* [Task details]: Retype every entry exactly, character for character.

* [Record excerpts]:
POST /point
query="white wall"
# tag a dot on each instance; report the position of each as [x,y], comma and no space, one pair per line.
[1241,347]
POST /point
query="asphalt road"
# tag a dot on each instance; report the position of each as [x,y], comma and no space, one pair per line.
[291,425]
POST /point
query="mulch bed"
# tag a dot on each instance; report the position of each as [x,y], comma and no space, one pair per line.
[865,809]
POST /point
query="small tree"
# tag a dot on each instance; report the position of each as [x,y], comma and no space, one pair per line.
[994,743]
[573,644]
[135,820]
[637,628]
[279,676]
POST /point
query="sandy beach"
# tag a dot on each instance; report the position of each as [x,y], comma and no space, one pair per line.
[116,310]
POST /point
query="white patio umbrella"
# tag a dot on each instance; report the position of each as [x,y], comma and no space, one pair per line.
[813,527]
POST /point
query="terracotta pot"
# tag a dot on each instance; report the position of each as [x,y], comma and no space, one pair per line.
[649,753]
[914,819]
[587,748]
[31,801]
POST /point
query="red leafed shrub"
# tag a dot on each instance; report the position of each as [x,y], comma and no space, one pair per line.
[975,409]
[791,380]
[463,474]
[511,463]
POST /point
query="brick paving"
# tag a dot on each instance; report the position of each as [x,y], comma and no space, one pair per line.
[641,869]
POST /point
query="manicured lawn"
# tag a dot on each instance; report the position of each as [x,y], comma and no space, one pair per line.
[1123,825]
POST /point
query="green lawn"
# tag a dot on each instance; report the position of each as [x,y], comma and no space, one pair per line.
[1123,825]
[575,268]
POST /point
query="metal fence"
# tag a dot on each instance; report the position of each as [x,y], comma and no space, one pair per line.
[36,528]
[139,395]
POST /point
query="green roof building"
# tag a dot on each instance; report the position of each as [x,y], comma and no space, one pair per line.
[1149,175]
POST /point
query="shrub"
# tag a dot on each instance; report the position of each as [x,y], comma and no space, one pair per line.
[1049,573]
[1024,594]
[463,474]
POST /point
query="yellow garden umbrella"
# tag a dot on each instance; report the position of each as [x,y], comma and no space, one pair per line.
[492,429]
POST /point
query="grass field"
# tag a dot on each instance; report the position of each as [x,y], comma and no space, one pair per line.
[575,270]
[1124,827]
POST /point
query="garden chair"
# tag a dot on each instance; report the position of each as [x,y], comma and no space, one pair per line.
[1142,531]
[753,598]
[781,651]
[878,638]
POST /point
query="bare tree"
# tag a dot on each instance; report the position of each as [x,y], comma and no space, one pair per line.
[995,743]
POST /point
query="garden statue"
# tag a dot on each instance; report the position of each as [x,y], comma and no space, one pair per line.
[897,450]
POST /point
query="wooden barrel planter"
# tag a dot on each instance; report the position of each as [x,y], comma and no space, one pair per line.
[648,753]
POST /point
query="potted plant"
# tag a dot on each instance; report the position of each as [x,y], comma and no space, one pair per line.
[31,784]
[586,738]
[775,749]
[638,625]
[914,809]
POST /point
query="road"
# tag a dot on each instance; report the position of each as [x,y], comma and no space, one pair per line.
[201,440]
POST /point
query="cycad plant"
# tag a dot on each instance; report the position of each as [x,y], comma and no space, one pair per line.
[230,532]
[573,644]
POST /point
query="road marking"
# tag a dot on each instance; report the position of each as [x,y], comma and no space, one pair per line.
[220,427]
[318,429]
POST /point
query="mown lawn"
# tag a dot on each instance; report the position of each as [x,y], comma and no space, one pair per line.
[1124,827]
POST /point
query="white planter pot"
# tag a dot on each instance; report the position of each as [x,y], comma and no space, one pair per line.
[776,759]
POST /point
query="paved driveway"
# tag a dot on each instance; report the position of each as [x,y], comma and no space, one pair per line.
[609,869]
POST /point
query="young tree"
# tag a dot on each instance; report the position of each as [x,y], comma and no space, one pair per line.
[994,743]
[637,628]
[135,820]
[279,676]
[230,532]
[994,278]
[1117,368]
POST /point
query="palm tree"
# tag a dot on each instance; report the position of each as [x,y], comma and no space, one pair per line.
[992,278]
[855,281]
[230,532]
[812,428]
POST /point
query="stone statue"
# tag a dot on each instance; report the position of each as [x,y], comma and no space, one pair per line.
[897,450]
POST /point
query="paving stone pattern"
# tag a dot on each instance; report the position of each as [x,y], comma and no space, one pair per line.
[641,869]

* [Finished answer]:
POST /point
query="white wall"
# tag a dot on each instance; report the position of each as [x,y], comma and no space, one pair per line.
[1241,347]
POST /point
query="asphalt road"
# tag a dot on each instance; report the position of each as [x,y], comma and no space, one pair per line.
[291,425]
POST /point
query="mulch bed"
# tag a dot on each instance; report the position of each as [x,y], comma and no space, one pair per line.
[865,809]
POST /point
query="small tree"
# tag a dot on each instance; report the position of each as [x,y], comma and no space, one pair per line.
[994,743]
[573,644]
[135,820]
[637,628]
[279,676]
POST /point
query="sandy beach"
# tag a dot on each instance; report the position of each as [x,y], comma and no space, one pair per line.
[116,310]
POST /point
query="white patio umbrella"
# tag a dot on each instance; report the position of each as [x,y], comma and no space, one pair per line.
[813,527]
POST /point
query="terracotta pot"
# tag a dot on each instance; report the position of each as [x,y], comma and no space, one pair per line.
[649,753]
[914,819]
[587,748]
[31,801]
POST /point
query="red leafed shrub"
# tag a dot on each instance; report the position of each as [x,y], comma and no space, one pair per line.
[975,409]
[791,380]
[463,474]
[511,463]
POST /point
query="brick paving"
# tag a dot on each instance; report the position of each as [x,y], comma and no space, one pair per line.
[641,869]
POST /point
query="manicured lawn"
# tag a dot on each instance; report the position of each as [x,y], comma and no space, one pair per line.
[1123,825]
POST /point
query="green lawn"
# tag a dot on each instance; report the position of each as [x,y], comma and no space, one pair per line.
[1123,825]
[575,268]
POST /point
query="metal fence"
# tag a dot on each instance; report the position of each as [x,y], comma and no space, one pair per line.
[36,528]
[139,395]
POST /point
query="green roof building"
# tag a dot on each instance; report the position of each as [x,y], comma and no space, one pair per line.
[1149,175]
POST /point
query="shrub"
# tag a dot on each instance; report the position of each as [x,y], comma and no space, one pair per line.
[1049,573]
[1024,594]
[463,474]
POST /point
query="yellow garden umbrella"
# tag a dot on each instance; report the position of each as [x,y], comma and no space, one pair per line.
[492,429]
POST /point
query="grass field"
# tag a dot on each instance; report the position of each as [x,y], comma and no space, one pair per line.
[575,270]
[1124,827]
POST /point
query="garden chair"
# tag a dot on each instance; report the position of each as [x,y], comma and no space, one pair per line.
[1142,531]
[753,598]
[781,651]
[878,638]
POST /point
query="bare tree"
# tag a dot on each instance; report the position of each as [x,y], comma and no space, one pair per line.
[995,743]
POST /point
query="garden statue"
# tag a dot on each instance; report the position of each as [x,y], comma and no space, one pair per line.
[897,450]
POST /point
query="wooden barrel planter"
# tag a dot on each instance; report the position of each as [x,y], comma and no space, one pair per line.
[648,753]
POST /point
query="potted plant"
# tag a dot on each instance; report the position of each as [x,y], comma and no space, one pair per line.
[31,784]
[586,738]
[775,749]
[638,625]
[914,809]
POST /point
query="road"
# tag a dot on each instance; report the position of each as [x,y], comma and no space, one pair per line.
[201,440]
POST /point
query="cycad plant"
# tag a dot on each instance; report the position of each as [x,y], comma and no space, one pair per line.
[230,532]
[573,644]
POST /point
query="road marking"
# tag a dot on each instance; report the position of each as [x,y], comma and no space, one pair per line.
[220,427]
[318,429]
POST /point
query="mown lawn"
# tag a dot on each instance; report the position of each as [x,y], comma and no space, one pair per line.
[1124,827]
POST /point
query="white planter pot"
# tag a dot on each instance; report the position of each as [x,y], comma and no space, one pair per line.
[776,759]
POST /point
query="paved driveway"
# tag a dot on each instance; report the position of each as [x,y], comma and no space, one pair per line.
[609,869]
POST /point
query="young tree"
# tag a dot on each instance; report the position of each as [x,y], comma and no space, one pair per line.
[994,743]
[637,628]
[135,820]
[279,676]
[230,532]
[994,278]
[1117,368]
POST /point
query="palm tree"
# tag a dot on each instance; report the position of each as [x,y], comma and no space, one pair per line.
[992,278]
[855,281]
[230,532]
[812,428]
POST /point
query="stone statue"
# tag a dot on each instance; report the position of each as [x,y], comma and no space, one pair per line.
[897,450]
POST /point
query="paving stone pattern"
# tag a dot on each instance; report the position of each as [x,y], comma and no space, one pair per line.
[641,869]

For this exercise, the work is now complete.